# [TEXT TO READ]
James Zion, attorney: The Republican move to block criminal jurisdiction over non-Indians and the victimization of Indian women is a big one. State compliance with the Declaration (on the Rights of Indigenous Peoples.) One only need read the smarmy U.S. statements that prove non-compliance, such as its bid to be on the Human Rights Council and policy statements on participation, etc. Oh, and the failure of the U.S. to file its report to CERD under the anti-discrimination covenant. That's an Obama fault.
Sylvia Kadiegee Suhvie McEvers-Jackson: My son was severely stabbed seven times on the reservation and there was nothing on the news about it. He's Native American like me of course and the severity of the crime, that person may walk.
Dine Bikeyah: Navajo people's money from resources income accountability. Detail responsibility, does (Navajo President) Ben Shelly monitor his administration?
Fundamental laws as a law superseding all other laws in the case of Lester Begay.
Audits should be demanded of all federal programs.
S Maize Battles, Dine': I agree with Dine Bikeyah on covering what is going on with the current INDICTMENTS that Involve the Navajo Nation Council Speaker and Navajo Nation Council Delegates that have made it CLEAR, there is serious need for an Audit of ALL Tribal Monies. Not just NTUA but Everything from the Trust Accounts, the General Funds, to the use of the Tribal Jets and Vehicles, to profits from the gaming. All of it. And also whether or Not Ben Shelly has PAID back the money, he promised to pay back, Before he was elected. If he has, good for him, if not? Then why not? The Current INDICTMENTS bring to question, so many other questions about how the Navajo Tribe is handing iit's money. From possible abuses, to the monies that have been returned to the Feds for not being used.

# [STORED DATA]
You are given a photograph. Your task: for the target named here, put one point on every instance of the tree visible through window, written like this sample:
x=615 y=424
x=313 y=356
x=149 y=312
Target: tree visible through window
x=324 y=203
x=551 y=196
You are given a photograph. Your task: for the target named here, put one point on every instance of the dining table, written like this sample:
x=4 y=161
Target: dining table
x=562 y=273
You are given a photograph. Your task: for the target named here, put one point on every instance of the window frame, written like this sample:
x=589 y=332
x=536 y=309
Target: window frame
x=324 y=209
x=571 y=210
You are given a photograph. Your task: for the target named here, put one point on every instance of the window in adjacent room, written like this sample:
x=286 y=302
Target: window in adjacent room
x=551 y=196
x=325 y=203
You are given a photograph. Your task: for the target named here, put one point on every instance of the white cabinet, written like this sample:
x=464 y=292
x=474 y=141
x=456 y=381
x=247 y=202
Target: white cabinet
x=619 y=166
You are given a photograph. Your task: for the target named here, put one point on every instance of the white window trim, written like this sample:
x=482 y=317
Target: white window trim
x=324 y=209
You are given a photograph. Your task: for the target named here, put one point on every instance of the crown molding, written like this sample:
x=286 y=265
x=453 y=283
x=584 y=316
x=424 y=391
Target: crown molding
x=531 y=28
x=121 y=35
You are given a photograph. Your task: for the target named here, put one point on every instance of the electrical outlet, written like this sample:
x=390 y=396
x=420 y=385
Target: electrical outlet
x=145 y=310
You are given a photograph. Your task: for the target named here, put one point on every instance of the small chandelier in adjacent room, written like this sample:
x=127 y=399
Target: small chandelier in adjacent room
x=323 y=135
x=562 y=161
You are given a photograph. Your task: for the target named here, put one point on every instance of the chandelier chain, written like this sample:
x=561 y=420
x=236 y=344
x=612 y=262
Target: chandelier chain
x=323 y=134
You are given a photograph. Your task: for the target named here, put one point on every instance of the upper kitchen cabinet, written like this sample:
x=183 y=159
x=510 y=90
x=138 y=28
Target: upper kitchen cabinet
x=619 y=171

# [WHAT TO WORK ON]
[A] In the comments on Navajo Nation issues, who is named as Navajo President?
[B] Pull out the rows word for word. Begin at the line that has "of the electrical" and stop after the final line of the rows.
The comments on Navajo Nation issues and the rows come from separate sources.

# [PER-TASK ANSWERS]
[A] Ben Shelly

[B]
You are given a photograph. Your task: for the target named here, put one point on every instance of the electrical outlet, written like this sample:
x=390 y=396
x=420 y=385
Target: electrical outlet
x=145 y=310
You are given a photograph. Your task: for the target named here, put one point on every instance of the small chandelier in adjacent room, written like this sample:
x=127 y=399
Target: small chandelier in adjacent room
x=323 y=135
x=562 y=161
You are given a photograph. Your task: for the target named here, put one point on every instance of the chandelier chain, written like this sample:
x=561 y=420
x=236 y=344
x=612 y=262
Target: chandelier chain
x=323 y=134
You are given a photograph. Your task: for the target named here, put one point on every instance of the upper kitchen cabinet, written like this sample:
x=183 y=159
x=510 y=90
x=138 y=28
Target: upper kitchen cabinet
x=619 y=171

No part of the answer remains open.